*SET EXERCISE*
Continue the forum thread about calculating a weekly rolling total in a query, starting immediately after its final sentence.

Weekly Rolling Total Query

G

G

What is the expression to calculate a weekly rolling total?

Week Amt Total
1/1/07 100 ---
1/7/07 125 225
1/14/07 30 255
1/21/07 65 320

Thanks!
 
A

Allen Browne

From your example, it looks like you already have a query that gives you the
amount for each week, and now you want the rolling total as well. Use a
subquery to get that.

For any week the rolling total is just the sum of all amounts since the
beginning of this year.

Here's an example of a subquery that gives the year-to-date value based on
months:
http://allenbrowne.com/subquery-01.html#YTD
You will need to modify it to suit your field names, and by weeks instead of
months.
 
M

Michel Walsh

You can also do it with a join:


SELECT a.week, SUM(a.amt), SUM(b.amt)
FROM myTable As a INNER JOIN myTable AS b
ON a.week >= b.week
GROUP BY a.week



Where a and b are two aliases to your table. Those records referred by 'b'
are records that are less than, or equal to, the one referred by 'a' and
since it represents 'date and time', less means, in that context, occurring
previously, in time. So, for a given a.week (as kept by the GROUP BY), the
selected fields are those of the sum of amt occurring that week (the
solution allows multiple records, per week) with SUM(a.amt) and also, the
sum of amt of all records occurring previously, SUM(b.amt), supplying
effectively your running sum.

*DATA SHOWN*

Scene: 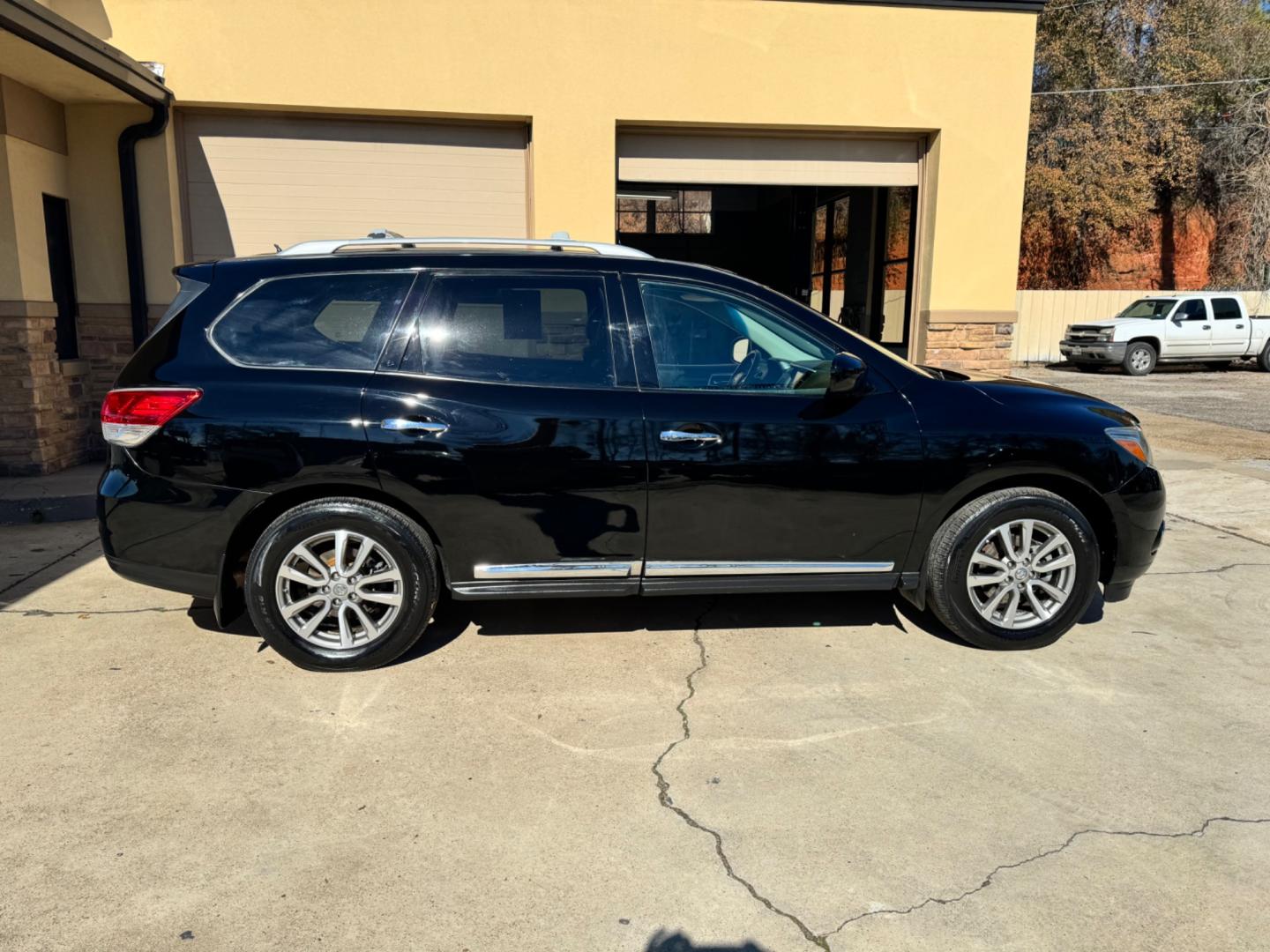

*RIGHT ANSWER*
Hoping it may help,
Vanderghast, Access MVP
 
G

G

Thanks for all the help! It works now!

Michel Walsh said:
You can also do it with a join:


SELECT a.week, SUM(a.amt), SUM(b.amt)
FROM myTable As a INNER JOIN myTable AS b
ON a.week >= b.week
GROUP BY a.week



Where a and b are two aliases to your table. Those records referred by 'b'
are records that are less than, or equal to, the one referred by 'a' and
since it represents 'date and time', less means, in that context, occurring
previously, in time. So, for a given a.week (as kept by the GROUP BY), the
selected fields are those of the sum of amt occurring that week (the
solution allows multiple records, per week) with SUM(a.amt) and also, the
sum of amt of all records occurring previously, SUM(b.amt), supplying
effectively your running sum.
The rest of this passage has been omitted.